Task objective: When the line with "Target: young woman" appears below, start repeating lines exactly, and keep going through the line with "mark: the white background"; add nothing outside that span.

Exercise inputs:
————————

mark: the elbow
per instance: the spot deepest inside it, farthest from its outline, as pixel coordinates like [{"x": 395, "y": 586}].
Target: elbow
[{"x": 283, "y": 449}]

————————

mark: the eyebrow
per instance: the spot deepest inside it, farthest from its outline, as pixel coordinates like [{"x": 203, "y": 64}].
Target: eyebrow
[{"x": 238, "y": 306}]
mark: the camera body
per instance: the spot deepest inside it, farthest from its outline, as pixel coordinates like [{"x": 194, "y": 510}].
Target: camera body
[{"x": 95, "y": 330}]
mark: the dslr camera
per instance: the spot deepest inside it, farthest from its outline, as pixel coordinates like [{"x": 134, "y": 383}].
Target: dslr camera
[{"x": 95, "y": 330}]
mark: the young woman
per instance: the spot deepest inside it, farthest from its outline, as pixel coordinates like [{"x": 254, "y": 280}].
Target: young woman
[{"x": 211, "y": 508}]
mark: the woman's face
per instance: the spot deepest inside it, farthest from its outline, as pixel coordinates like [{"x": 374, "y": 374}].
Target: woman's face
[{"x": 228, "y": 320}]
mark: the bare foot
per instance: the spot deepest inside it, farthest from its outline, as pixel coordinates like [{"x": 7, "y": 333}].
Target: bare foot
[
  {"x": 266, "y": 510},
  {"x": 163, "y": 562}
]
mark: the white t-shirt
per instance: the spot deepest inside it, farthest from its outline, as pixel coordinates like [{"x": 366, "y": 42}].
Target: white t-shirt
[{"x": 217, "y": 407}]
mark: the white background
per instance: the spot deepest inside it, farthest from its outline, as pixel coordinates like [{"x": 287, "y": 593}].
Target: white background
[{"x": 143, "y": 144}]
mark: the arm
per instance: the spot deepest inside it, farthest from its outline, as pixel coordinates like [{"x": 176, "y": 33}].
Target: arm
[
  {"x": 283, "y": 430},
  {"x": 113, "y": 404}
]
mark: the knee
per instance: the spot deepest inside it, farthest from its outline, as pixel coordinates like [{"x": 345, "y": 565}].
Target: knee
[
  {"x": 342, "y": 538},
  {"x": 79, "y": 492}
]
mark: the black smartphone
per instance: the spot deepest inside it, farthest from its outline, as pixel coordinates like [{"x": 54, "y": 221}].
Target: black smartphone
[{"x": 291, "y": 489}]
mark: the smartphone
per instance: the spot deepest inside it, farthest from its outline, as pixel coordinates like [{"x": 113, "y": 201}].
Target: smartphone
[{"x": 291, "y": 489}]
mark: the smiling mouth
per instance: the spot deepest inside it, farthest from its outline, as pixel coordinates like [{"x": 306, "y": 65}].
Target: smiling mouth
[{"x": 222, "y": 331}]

————————

Answer to the exercise:
Target: young woman
[{"x": 211, "y": 508}]
mark: the woman's face
per instance: the spot deepest inside it, farthest from its outline, as pixel coordinates like [{"x": 374, "y": 374}].
Target: woman's face
[{"x": 228, "y": 320}]
mark: the bare foot
per instance: the spot deepest inside it, farthest from its outline, as pixel coordinates like [{"x": 7, "y": 333}].
Target: bare foot
[
  {"x": 266, "y": 510},
  {"x": 163, "y": 562}
]
mark: the white t-shirt
per instance: the spot deepest inside it, farthest from its outline, as pixel coordinates like [{"x": 366, "y": 42}].
Target: white t-shirt
[{"x": 217, "y": 407}]
mark: the white background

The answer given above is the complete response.